Filter the listing and keep only the lines with the word "outline".

◆ DATA FOR THIS EXERCISE:
* * *

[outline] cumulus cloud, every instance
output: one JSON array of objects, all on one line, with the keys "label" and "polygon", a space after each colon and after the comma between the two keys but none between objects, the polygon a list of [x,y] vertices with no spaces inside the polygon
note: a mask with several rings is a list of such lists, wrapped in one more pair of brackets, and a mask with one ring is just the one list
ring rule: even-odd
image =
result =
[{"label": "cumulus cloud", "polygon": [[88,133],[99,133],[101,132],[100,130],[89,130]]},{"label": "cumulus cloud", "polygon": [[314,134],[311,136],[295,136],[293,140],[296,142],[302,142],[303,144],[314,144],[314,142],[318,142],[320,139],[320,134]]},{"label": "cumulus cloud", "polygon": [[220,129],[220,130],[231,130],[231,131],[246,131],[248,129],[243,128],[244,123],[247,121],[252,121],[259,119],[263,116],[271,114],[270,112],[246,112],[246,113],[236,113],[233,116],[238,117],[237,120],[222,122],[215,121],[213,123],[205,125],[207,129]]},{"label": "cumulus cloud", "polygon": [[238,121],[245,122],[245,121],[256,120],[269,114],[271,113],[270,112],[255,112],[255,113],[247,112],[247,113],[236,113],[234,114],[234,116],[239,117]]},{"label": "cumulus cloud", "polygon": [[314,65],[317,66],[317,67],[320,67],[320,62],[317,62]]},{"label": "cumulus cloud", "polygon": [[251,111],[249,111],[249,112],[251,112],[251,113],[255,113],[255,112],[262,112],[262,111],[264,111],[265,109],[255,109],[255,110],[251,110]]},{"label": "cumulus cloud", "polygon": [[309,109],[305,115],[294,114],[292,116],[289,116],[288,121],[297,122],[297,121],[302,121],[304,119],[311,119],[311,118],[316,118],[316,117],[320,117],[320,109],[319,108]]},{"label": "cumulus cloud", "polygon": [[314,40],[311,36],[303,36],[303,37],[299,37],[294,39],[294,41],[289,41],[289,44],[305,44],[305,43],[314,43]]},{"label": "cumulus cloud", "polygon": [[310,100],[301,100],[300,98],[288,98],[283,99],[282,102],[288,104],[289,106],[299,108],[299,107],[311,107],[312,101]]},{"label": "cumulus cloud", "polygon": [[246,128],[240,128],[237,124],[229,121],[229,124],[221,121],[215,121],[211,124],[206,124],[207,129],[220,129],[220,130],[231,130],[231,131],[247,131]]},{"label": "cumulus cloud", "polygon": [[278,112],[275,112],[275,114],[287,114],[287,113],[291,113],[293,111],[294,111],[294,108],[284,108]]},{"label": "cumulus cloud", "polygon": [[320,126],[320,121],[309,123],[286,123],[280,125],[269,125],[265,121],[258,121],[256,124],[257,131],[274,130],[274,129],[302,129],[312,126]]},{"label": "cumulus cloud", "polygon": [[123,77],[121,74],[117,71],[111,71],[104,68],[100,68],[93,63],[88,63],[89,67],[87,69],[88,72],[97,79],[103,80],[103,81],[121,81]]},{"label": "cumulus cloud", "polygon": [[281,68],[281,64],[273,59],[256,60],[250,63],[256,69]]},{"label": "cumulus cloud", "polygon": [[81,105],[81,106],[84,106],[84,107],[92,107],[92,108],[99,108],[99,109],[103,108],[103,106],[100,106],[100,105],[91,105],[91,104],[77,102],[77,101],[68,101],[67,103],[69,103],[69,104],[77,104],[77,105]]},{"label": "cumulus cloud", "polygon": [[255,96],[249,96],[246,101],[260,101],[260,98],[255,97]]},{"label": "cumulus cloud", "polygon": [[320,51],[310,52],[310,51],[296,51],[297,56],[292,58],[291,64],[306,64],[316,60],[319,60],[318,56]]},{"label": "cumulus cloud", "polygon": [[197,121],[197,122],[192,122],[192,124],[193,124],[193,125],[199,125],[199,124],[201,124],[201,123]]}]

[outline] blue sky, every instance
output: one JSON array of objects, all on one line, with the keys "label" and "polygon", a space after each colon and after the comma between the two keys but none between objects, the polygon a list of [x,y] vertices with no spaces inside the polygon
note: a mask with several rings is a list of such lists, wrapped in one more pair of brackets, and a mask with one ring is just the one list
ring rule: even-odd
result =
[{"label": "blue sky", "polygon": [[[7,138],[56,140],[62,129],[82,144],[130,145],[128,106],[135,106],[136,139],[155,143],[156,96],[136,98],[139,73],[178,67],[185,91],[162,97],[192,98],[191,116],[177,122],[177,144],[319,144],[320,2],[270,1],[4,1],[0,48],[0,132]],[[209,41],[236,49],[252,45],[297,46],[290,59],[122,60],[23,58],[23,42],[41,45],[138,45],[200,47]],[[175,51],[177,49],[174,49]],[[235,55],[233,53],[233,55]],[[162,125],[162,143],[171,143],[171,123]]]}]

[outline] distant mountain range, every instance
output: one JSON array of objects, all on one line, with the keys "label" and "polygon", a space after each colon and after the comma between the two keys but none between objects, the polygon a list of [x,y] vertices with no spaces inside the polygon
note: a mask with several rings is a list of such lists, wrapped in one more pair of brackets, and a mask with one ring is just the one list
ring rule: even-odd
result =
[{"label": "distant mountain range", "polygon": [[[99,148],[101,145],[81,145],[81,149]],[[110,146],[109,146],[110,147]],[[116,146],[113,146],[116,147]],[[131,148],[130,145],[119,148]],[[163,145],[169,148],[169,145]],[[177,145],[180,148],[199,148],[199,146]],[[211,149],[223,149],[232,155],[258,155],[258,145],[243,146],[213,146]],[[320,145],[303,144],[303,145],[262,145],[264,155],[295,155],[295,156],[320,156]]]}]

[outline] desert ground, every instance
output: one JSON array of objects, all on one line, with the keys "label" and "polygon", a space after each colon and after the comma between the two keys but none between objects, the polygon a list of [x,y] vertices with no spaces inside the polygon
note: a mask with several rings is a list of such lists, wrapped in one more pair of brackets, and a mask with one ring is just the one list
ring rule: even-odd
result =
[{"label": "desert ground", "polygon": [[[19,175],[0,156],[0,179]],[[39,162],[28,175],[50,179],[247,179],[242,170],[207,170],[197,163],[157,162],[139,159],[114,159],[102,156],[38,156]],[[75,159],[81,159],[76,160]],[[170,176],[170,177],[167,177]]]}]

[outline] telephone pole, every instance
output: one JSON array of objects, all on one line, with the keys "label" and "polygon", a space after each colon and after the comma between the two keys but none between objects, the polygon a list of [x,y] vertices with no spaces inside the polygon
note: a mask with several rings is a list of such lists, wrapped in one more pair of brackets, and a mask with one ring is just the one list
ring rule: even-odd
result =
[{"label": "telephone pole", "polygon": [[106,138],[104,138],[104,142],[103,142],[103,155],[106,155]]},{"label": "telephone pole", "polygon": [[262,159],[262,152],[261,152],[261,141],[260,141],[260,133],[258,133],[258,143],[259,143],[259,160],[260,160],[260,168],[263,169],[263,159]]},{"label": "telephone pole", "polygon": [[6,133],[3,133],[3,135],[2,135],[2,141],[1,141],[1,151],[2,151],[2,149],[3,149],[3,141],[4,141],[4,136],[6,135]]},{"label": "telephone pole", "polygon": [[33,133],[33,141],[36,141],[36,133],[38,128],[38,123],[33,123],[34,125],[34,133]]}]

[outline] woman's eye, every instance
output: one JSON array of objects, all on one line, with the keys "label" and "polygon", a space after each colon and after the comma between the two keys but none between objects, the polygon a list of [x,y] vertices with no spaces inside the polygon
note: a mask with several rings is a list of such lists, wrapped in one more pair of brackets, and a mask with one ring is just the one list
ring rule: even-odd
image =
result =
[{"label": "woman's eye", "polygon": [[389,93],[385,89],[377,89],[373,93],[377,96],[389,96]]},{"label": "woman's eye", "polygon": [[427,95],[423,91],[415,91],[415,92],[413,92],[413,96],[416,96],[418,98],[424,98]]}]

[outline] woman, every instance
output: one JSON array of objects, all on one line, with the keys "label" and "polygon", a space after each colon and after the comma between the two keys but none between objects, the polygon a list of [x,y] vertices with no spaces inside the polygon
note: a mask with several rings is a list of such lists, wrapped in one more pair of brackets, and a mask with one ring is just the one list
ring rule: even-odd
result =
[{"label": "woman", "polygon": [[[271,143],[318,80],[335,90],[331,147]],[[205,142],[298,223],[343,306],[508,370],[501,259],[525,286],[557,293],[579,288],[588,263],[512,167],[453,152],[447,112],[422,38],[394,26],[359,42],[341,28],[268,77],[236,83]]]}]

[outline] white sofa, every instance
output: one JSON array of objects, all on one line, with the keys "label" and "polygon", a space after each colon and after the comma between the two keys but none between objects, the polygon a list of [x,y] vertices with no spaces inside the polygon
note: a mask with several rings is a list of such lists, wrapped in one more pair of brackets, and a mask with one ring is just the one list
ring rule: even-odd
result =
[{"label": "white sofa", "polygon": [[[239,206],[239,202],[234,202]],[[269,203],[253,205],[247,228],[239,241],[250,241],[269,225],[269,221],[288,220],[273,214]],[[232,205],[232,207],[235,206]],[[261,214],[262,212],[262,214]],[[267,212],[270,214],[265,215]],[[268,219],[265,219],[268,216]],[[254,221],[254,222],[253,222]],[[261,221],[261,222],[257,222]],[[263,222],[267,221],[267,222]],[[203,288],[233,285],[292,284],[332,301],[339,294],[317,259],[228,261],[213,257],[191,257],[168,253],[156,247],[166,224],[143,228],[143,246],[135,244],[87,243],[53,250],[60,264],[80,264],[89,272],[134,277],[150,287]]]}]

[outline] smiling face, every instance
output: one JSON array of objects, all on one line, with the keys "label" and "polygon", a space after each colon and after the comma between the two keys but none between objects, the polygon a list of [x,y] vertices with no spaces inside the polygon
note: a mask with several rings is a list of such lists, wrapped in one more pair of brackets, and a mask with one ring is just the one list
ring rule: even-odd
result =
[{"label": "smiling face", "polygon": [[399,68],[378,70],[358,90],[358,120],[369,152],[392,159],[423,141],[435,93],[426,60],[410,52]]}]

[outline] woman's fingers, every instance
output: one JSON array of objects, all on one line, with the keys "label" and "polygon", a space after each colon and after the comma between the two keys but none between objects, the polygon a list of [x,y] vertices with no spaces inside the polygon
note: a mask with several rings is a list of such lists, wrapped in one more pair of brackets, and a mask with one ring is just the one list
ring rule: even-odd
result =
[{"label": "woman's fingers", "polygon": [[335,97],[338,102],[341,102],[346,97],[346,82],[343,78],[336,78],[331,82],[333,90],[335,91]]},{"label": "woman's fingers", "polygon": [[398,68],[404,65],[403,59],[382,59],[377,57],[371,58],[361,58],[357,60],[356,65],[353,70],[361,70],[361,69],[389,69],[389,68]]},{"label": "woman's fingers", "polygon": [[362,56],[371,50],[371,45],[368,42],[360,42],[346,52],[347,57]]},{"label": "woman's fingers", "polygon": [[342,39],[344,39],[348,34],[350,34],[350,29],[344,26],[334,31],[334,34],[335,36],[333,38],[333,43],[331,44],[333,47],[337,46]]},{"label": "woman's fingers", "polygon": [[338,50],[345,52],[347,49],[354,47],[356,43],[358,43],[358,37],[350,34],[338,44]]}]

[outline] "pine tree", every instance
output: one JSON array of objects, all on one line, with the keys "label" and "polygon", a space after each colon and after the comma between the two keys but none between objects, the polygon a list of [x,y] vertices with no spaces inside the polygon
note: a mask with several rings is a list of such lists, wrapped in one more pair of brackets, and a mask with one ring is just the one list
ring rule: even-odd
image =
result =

* * *

◆ TASK RESULT:
[outline] cumulus cloud, every instance
[outline] blue sky, every instance
[outline] distant mountain range, every instance
[outline] desert ground, every instance
[outline] telephone pole, every instance
[outline] woman's eye, every instance
[outline] woman, every instance
[outline] white sofa, every instance
[outline] smiling face, every instance
[outline] woman's fingers, every instance
[outline] "pine tree", every instance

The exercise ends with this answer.